§ **PROBLEM DETAILS**
Repeat exactly the lines that run from the one containing "For the benchmark, mark every instance of the rocky" to the end of the data, and leave out all others.

━━ PROVIDED RECORDS ━━

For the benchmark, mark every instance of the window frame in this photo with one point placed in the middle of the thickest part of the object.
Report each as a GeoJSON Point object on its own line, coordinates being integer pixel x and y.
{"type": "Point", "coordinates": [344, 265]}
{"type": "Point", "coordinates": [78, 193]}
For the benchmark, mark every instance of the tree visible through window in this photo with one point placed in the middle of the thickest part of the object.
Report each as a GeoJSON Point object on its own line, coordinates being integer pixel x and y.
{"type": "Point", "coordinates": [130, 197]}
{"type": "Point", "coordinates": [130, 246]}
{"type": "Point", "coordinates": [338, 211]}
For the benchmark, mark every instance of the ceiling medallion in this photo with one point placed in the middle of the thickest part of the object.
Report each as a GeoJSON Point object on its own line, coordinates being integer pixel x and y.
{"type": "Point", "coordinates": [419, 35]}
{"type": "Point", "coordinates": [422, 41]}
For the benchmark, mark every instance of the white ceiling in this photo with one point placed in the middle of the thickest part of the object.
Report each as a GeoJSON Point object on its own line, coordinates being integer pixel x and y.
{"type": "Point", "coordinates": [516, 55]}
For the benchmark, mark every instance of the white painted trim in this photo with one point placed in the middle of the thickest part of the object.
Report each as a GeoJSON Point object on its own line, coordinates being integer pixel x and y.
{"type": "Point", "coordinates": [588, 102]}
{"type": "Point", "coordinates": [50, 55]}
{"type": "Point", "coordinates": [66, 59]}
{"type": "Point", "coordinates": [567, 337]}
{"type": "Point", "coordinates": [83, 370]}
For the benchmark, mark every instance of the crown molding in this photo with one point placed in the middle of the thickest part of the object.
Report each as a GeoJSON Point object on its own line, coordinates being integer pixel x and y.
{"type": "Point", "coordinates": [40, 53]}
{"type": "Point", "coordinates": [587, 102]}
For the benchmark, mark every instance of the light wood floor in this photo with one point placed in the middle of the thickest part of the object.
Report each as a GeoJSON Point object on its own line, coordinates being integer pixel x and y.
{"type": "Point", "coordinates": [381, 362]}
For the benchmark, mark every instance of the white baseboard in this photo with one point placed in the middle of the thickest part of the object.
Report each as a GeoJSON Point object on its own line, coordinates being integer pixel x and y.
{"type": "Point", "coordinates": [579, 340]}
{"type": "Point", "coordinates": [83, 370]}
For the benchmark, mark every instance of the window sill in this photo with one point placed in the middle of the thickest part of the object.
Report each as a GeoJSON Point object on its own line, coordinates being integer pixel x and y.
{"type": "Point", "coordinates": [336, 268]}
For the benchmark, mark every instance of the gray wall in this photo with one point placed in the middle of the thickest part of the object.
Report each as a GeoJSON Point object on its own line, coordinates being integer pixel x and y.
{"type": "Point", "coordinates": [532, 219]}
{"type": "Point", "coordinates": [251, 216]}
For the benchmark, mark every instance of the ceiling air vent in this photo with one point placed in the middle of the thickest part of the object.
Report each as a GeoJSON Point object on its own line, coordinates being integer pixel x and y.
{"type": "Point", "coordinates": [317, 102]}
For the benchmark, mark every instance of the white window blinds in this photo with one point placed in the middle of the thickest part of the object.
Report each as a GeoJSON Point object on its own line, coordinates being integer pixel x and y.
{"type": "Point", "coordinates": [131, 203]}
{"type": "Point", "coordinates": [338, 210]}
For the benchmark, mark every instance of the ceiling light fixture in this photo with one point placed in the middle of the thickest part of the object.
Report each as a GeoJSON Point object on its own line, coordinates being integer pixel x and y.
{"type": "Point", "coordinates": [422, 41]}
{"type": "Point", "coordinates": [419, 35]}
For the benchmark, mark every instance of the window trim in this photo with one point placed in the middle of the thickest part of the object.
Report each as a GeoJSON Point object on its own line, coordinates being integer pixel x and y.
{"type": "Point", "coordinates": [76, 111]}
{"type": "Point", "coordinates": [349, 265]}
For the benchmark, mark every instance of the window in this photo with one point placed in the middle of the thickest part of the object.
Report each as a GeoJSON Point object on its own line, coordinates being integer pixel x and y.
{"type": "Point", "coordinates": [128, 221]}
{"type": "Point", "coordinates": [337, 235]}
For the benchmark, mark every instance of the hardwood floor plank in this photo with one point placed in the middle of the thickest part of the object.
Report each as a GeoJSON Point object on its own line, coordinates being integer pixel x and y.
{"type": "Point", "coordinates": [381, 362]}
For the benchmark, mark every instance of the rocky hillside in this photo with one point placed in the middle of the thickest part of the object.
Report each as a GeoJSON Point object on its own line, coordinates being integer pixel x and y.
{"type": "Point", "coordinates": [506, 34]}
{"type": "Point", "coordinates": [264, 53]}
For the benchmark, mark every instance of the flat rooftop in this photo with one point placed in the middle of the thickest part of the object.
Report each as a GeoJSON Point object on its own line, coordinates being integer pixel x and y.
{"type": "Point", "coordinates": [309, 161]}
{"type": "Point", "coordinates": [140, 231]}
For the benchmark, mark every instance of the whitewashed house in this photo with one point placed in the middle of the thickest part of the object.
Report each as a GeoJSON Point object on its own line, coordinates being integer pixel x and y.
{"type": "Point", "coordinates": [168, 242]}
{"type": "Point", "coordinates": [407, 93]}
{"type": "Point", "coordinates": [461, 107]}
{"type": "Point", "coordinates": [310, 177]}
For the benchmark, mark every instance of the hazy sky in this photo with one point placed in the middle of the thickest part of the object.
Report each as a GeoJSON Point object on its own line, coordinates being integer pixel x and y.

━━━

§ **ANSWER TO THIS EXERCISE**
For the benchmark, mark every instance of the rocky hillside in this photo with one point placed in the middle of the thickest part of the object.
Report each as a GeoJSON Point object on its own line, coordinates being integer pixel x and y.
{"type": "Point", "coordinates": [506, 34]}
{"type": "Point", "coordinates": [264, 53]}
For the benchmark, mark every instance of the flat rooftop in this photo with one point placed in the middle of the thickest part of the object.
Report each as a GeoJSON Point object on its own line, coordinates being integer pixel x and y.
{"type": "Point", "coordinates": [309, 161]}
{"type": "Point", "coordinates": [140, 231]}
For the benchmark, mark every instance of the whitewashed house in this photo with one point placed in the middle of the thickest part of the object.
Report each as a GeoJSON Point object on its own line, coordinates being integer pixel x and y.
{"type": "Point", "coordinates": [168, 242]}
{"type": "Point", "coordinates": [407, 93]}
{"type": "Point", "coordinates": [461, 107]}
{"type": "Point", "coordinates": [310, 177]}
For the benchmark, mark every instance of the hazy sky in this photo with one point placed in the middle of the thickest part of the object.
Report each as a GeoJSON Point object on its own line, coordinates being integer pixel x and y.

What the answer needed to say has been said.